• **WRITTEN INSTRUCTION 1**: Transcribe the part of the network status log starting at "Month: July 2002" and ending at "is being investigated.".
○ ○ ○
Month: July 2002

DNS server issues.

Tue Jul 16 23:51:50 PDT 2002 — DNS server issues. We experienced hardware problems with our secondary DNS server which caused mail servers to refuse connections for about 5 minutes. Our mail servers use this secondary for their primary DNS server as it is more available. They fail over to the primary nameserver when the secondary fails. However, the health check that the mail servers perform to determine if DNS is available didn’t identify this error. We are reworking the health check algorithm to avoid this problem in the future. The server has been taken offline and the nature of the problem is being investigated.

We also experienced a DNS configuration error this morning which caused some mail delivery to be delayed. The problem was resolved as soon as it was discovered. -Matt, Nathan, Dane and Kelsey

On Tuesday during the day, we’ll be turning…

Mon Jul 15 22:54:14 PDT 2002 — On Tuesday during the day, we’ll be turning up our new 100Mbps fiber link to Equinix, and deploying a Cisco 7206 and other equipment there. If all goes well, we’ll be moving our Cable & Wireless link from downtown Santa Rosa to San Jose sometime shortly afterwards.
○ ○ ○
• **WRITTEN INSTRUCTION 2**: In the records, rewrite the lines starting at the one containing "Ground table with black cloth in the picture." and ending at the one containing "Ground santa's red sleeve in the picture.". Change "patterned" to "plaid" and leave everything else unchanged.

• **EXTRACTED MATERIAL**:
○ ○ ○
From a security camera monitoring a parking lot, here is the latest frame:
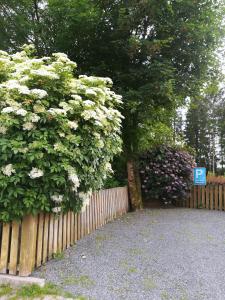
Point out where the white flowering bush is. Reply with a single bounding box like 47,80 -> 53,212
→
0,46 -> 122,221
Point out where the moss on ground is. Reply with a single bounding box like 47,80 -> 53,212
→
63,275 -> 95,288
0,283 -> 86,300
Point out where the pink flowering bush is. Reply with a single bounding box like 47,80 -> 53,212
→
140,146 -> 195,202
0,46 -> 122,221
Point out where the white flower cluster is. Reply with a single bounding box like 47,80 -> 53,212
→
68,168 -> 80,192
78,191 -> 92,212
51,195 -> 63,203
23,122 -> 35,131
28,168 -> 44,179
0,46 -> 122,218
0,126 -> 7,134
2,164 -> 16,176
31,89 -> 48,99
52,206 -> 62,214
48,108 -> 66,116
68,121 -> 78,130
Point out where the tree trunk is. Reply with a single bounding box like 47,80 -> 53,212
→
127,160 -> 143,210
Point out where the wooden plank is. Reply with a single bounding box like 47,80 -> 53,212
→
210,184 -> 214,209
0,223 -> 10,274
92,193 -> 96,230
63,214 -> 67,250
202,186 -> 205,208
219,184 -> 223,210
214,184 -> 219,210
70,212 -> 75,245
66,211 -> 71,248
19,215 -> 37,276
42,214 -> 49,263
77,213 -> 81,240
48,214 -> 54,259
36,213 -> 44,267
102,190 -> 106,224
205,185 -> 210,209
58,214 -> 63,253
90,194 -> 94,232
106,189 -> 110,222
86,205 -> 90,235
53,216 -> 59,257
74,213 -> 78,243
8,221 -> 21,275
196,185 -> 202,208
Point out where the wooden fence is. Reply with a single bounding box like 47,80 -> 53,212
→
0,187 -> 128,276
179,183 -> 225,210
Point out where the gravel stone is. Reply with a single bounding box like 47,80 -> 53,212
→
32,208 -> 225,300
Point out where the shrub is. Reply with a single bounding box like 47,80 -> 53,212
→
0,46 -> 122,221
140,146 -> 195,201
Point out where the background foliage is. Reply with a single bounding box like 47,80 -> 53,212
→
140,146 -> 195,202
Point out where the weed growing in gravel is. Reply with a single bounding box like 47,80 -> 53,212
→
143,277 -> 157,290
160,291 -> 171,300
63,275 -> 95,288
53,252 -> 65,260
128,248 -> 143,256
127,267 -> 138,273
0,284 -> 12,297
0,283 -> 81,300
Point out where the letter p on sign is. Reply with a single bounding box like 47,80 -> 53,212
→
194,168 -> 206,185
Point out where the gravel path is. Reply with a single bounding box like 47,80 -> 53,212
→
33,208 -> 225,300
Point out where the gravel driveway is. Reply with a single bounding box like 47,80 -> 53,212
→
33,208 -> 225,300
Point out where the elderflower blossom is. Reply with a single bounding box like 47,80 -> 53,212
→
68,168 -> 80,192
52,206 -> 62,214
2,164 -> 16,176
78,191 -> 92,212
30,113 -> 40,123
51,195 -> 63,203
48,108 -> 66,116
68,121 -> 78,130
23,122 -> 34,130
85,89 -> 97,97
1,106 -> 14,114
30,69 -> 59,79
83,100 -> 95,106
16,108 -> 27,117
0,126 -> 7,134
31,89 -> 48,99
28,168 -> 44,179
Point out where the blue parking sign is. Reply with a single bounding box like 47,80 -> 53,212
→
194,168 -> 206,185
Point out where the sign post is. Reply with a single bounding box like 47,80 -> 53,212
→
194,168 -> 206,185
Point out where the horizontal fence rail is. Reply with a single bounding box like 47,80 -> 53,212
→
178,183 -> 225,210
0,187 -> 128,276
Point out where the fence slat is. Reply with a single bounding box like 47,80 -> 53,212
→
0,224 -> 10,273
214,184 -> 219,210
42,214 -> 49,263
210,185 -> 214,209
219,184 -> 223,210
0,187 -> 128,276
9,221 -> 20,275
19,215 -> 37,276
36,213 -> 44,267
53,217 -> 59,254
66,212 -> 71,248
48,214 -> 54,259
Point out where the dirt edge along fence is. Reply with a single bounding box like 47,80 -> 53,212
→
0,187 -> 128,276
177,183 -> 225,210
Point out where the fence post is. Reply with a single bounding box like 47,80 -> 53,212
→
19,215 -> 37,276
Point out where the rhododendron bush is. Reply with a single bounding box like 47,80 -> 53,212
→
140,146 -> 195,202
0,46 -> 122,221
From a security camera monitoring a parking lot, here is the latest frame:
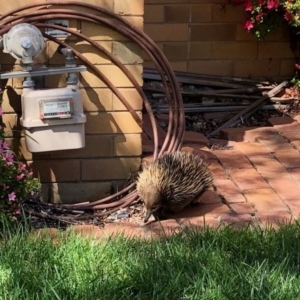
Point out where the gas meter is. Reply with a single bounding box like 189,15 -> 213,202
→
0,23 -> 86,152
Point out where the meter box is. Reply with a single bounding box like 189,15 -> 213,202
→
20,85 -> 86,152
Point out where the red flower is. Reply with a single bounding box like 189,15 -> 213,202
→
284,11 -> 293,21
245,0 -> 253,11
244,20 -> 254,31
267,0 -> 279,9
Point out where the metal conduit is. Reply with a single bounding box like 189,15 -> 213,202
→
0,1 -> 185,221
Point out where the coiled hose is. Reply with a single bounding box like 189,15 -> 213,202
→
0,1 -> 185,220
○ ○ ○
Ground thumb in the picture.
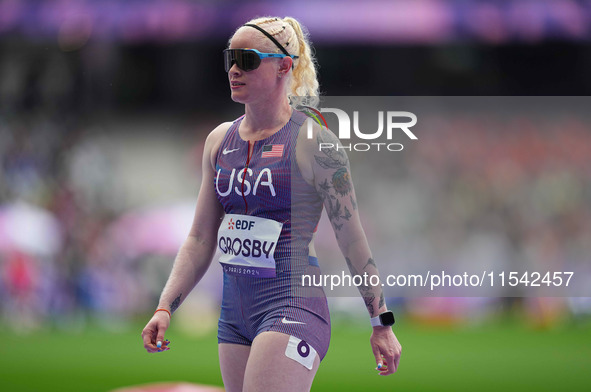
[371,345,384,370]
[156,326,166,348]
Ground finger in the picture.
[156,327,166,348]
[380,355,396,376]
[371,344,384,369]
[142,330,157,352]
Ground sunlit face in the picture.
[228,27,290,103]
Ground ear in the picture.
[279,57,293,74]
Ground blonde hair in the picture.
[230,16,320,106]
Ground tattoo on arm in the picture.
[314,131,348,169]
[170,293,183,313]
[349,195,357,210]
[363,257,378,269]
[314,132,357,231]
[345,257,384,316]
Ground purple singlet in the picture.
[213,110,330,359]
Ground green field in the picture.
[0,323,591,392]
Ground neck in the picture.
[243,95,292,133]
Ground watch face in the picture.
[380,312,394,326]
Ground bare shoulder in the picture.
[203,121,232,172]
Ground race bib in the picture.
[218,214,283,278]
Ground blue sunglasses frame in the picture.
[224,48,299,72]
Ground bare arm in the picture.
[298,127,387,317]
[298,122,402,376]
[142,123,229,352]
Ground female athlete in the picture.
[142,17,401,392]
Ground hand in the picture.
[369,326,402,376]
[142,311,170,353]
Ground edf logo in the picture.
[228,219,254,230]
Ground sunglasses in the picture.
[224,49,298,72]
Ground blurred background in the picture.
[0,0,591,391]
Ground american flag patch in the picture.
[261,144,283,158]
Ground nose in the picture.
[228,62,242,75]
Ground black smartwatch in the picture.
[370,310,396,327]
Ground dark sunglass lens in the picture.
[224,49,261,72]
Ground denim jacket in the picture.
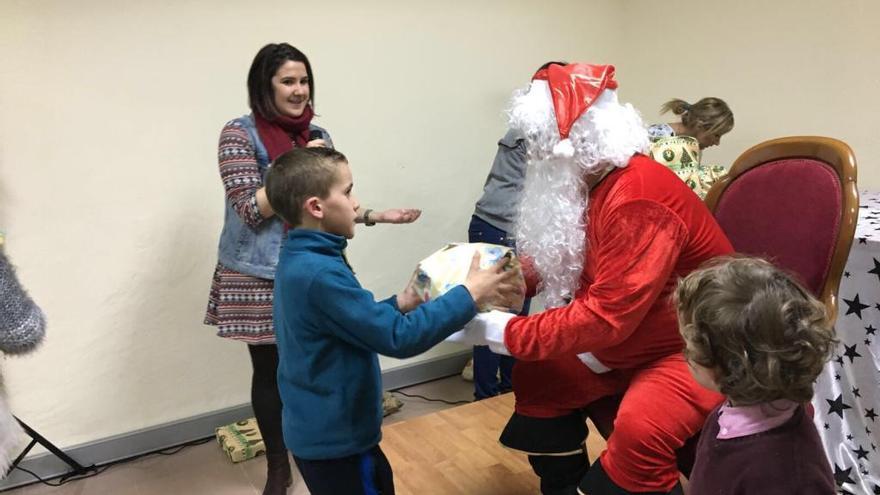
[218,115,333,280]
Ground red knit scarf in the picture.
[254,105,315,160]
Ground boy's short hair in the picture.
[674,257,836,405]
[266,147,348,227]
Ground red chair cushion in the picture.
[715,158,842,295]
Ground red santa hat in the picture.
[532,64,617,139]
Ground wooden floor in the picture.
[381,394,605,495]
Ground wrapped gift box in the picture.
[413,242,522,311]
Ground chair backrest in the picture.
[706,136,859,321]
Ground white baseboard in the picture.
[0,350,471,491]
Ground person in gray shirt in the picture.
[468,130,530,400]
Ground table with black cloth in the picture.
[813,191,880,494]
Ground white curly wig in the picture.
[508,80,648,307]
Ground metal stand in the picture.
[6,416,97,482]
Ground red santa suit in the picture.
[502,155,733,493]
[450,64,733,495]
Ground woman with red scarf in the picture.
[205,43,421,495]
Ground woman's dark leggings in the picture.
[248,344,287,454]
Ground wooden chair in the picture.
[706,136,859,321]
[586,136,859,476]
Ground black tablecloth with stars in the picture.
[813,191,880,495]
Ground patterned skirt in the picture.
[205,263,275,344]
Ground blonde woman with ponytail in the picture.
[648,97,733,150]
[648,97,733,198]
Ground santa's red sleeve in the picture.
○ ○ ○
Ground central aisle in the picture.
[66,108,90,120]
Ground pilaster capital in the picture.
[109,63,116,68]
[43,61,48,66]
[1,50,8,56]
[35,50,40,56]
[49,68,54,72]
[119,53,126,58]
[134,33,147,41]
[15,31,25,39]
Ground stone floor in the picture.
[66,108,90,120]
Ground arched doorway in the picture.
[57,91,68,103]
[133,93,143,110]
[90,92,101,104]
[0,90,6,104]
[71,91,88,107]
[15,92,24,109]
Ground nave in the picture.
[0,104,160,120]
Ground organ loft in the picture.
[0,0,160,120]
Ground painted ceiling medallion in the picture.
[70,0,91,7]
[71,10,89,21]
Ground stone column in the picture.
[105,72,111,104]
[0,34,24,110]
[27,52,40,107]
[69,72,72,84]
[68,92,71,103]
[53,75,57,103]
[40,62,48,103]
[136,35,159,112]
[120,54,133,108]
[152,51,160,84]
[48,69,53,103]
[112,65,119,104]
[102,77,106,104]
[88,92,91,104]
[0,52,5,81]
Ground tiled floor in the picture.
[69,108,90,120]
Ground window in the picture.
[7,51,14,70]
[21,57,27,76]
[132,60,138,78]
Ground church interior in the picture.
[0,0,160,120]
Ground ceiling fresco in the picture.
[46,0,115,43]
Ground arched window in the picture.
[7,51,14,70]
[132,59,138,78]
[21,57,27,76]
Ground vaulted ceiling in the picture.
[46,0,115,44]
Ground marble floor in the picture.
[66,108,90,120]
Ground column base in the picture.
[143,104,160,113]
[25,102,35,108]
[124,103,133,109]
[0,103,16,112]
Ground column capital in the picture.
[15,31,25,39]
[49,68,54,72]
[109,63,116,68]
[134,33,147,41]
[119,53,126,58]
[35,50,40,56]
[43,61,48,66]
○ ○ ○
• **TASK SOLUTION 1**:
Month: July 2002

DNS server issues.

Tue Jul 16 23:51:50 PDT 2002 — DNS server issues. We experienced hardware problems with our secondary DNS server which caused mail servers to refuse connections for about 5 minutes. Our mail servers use this secondary for their primary DNS server as it is more available. They fail over to the primary nameserver when the secondary fails. However, the health check that the mail servers perform to determine if DNS is available didn’t identify this error. We are reworking the health check algorithm to avoid this problem in the future. The server has been taken offline and the nature of the problem is being investigated.

• **TASK SOLUTION 2**:
Ground table with black cloth in the picture.
[813,191,880,494]
Ground white curly wig in the picture.
[508,80,648,307]
Ground metal stand in the picture.
[6,416,97,482]
Ground red santa suit in the picture.
[502,155,733,493]
[450,64,733,495]
Ground woman with red scarf in the picture.
[205,43,421,495]
Ground woman's dark leggings in the picture.
[248,344,287,454]
Ground wooden chair in the picture.
[706,136,859,321]
[586,136,859,476]
Ground black tablecloth with stars in the picture.
[813,191,880,495]
Ground plaid skirt in the picture.
[205,263,275,344]
Ground blonde woman with ponytail in the picture.
[648,97,733,150]
[648,97,733,198]
Ground santa's red sleeve in the picture.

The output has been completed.